**WORK TASK**.
Each line below is to be copied out exactly, and none may be omitted.
# # # # # # #
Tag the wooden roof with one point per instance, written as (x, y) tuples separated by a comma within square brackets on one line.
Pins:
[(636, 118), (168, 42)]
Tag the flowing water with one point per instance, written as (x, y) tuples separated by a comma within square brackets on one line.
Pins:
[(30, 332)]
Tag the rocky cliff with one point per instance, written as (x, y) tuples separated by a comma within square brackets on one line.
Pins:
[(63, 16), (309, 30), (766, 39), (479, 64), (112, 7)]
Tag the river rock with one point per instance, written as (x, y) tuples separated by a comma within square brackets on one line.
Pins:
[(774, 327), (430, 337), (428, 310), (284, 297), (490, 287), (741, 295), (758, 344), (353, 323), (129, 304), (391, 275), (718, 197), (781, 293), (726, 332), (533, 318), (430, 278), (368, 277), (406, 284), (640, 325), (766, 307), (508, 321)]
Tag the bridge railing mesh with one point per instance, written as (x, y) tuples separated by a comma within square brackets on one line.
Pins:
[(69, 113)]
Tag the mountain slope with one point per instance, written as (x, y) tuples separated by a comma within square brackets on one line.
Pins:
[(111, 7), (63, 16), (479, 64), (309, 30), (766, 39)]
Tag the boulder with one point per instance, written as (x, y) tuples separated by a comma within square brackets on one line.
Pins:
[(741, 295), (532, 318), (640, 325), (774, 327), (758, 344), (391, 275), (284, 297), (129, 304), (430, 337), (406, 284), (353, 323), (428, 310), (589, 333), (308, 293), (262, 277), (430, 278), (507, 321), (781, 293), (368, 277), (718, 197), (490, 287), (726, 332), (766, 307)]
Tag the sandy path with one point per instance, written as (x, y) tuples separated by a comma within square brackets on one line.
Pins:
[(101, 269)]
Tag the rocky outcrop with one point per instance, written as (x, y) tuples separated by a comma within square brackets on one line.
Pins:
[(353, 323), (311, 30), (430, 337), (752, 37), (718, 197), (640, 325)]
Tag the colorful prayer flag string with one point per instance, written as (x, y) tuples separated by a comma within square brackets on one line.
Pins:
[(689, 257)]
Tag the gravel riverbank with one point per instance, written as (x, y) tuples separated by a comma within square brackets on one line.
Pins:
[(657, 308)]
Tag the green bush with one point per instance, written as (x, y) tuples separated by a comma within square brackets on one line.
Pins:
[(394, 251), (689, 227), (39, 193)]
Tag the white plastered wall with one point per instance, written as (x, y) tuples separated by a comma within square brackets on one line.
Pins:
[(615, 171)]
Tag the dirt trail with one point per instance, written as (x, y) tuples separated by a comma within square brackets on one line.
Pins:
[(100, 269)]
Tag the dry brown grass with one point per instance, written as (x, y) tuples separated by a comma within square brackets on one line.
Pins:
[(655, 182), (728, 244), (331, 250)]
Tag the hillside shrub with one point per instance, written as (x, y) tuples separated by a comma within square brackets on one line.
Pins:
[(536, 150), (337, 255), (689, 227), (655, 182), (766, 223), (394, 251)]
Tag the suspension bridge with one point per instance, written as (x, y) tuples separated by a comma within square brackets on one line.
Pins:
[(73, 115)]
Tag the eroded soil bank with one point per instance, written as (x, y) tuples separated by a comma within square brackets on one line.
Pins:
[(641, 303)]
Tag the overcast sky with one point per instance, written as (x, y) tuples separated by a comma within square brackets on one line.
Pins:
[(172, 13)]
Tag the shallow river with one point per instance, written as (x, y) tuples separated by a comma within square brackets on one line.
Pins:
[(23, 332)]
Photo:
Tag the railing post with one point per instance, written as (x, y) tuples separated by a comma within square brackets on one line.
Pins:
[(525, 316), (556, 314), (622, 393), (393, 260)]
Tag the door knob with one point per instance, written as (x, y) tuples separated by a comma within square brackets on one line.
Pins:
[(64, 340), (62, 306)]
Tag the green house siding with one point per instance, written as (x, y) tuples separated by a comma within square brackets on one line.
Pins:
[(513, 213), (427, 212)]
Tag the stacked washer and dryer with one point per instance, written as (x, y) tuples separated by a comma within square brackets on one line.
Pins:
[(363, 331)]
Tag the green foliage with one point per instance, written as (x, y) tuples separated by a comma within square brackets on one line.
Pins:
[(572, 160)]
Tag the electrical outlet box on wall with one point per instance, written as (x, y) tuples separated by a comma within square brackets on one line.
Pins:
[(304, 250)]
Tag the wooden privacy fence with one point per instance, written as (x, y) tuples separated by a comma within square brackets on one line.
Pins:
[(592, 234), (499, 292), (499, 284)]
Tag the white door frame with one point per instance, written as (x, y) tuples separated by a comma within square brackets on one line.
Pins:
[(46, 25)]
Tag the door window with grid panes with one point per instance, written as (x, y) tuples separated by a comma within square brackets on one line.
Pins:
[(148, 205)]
# # # # # # #
**RESPONSE AREA**.
Tag the wooden roof with one point per instance, written as (x, y) tuples separated by a comma within square brackets on one line.
Pins:
[(636, 118), (168, 42)]
Tag the flowing water with one point per instance, written as (x, y) tuples separated by a comma within square brackets on one line.
Pins:
[(30, 332)]
Tag the rocky cliff with one point per instance, written as (x, y) tuples separated by a comma within square brackets on one line.
Pins:
[(63, 16), (309, 30), (766, 39), (479, 64), (112, 7)]
Tag the river rock with one point per instance, written as (x, y) tuples separated by a comma within square brackets on one line.
Pins:
[(774, 327), (430, 337), (428, 310), (284, 297), (490, 287), (741, 295), (758, 344), (353, 323), (129, 304), (391, 275), (718, 197), (781, 293), (726, 332), (533, 318), (430, 278), (368, 277), (406, 284), (640, 325), (766, 307), (508, 321)]
Tag the bridge railing mesh with one point per instance, written as (x, y) tuples separated by a comma within square brackets on one line.
Pins:
[(69, 113)]
Tag the mountain slope with one point per instance, written as (x, y) tuples separated by a comma within square brackets on one line.
Pins:
[(111, 7), (63, 16), (479, 64), (309, 30), (766, 39)]
Tag the boulder with one point per instance, written as (x, y) tuples separated by a comma within square brackets on one line.
Pins:
[(741, 295), (532, 318), (640, 325), (774, 327), (758, 344), (391, 275), (284, 297), (129, 304), (430, 337), (406, 284), (353, 323), (428, 310), (589, 333), (308, 293), (262, 277), (430, 278), (507, 321), (781, 293), (368, 277), (718, 197), (490, 287), (726, 332), (766, 307)]
Tag the sandy path with one point per instance, written as (x, y) tuples separated by a comma within square brackets on one line.
Pins:
[(101, 269)]
Tag the rocky outcrop with one point per instance, written as (x, y) tuples separated by a comma within square brackets on one line.
Pins:
[(353, 323), (311, 30), (430, 337), (752, 37), (718, 197), (640, 325)]
Tag the colorful prayer flag string with one point per instance, written as (x, y) tuples separated by a comma within square brackets on one line.
Pins:
[(689, 257)]
Tag the gravel riverbank with one point per instance, written as (x, y) tuples separated by a comma within square brackets on one line.
Pins:
[(657, 308)]
Tag the green bush with one point per instance, written as (x, y) tuples separated by a comma within square brackets on one line.
Pins:
[(394, 251), (689, 227), (39, 193)]
Tag the white plastered wall with one point per instance, written as (x, y) tuples separated by a comma within square brackets on one line.
Pins:
[(615, 171)]
Tag the dirt trail with one point per instance, written as (x, y) tuples separated by a comma within square brackets on one line.
Pins:
[(100, 269)]
Tag the dry brown grass with one point per instance, written as (x, y) tuples separated by a comma within square brackets on one line.
Pins:
[(655, 182), (728, 244), (331, 250)]
Tag the hillside shrub with one point per instance, written as (x, y) tuples separated by a comma within square brackets on one line.
Pins:
[(536, 150), (337, 255), (689, 227), (655, 182), (766, 223), (394, 251)]
Tag the suspension bridge with one point per instance, written as (x, y) tuples separated by a comma within square brackets on one line.
Pins:
[(73, 115)]
Tag the eroded soil bank with one point per instance, written as (x, y) tuples separated by a comma within square brackets on one line.
Pins:
[(641, 303)]
Tag the overcast sky with one point per instance, written as (x, y) tuples separated by a comma within square brackets on one line.
Pins:
[(172, 13)]
Tag the shallow river with one point per instance, written as (x, y) tuples separated by a comma within square brackets on one line.
Pins:
[(23, 332)]
Photo:
Tag the railing post with one point per instance, written as (x, y) tuples separated by a comma within square brackets on one line.
Pins:
[(525, 316), (556, 314), (622, 393), (393, 260)]
Tag the door knob with one point per instance, written as (x, y) tuples separated by a comma within square brackets on one line.
Pins:
[(64, 340), (62, 306)]
Tag the green house siding with one point per instance, written as (x, y) tuples separated by a comma within square brackets on one line.
Pins:
[(513, 213), (427, 212)]
Tag the stacked washer and dryer with one point per instance, written as (x, y) tuples separated by a comma within square brackets on one line.
Pins:
[(363, 331)]
Tag the green foliage with one point per instance, written as (x, y) tuples separated by a comma within square brackets on one line.
Pins:
[(572, 160)]
Tag the electrical outlet box on wall with one point per instance, written as (x, y) tuples separated by a comma within square brackets on one line.
Pins:
[(304, 250)]
Tag the wooden privacy fence with one point per instance, written as (x, y) tuples separated by a comma within square brackets on one line.
Pins:
[(592, 234), (499, 292), (499, 284)]
Tag the white door frame with one point per instance, written as (x, y) tuples separated by a comma within square brackets on one line.
Pins:
[(46, 25)]
Tag the door window with grid panes with one point per instance, written as (x, y) tuples separated by a comma within square brackets on one line.
Pins:
[(148, 205)]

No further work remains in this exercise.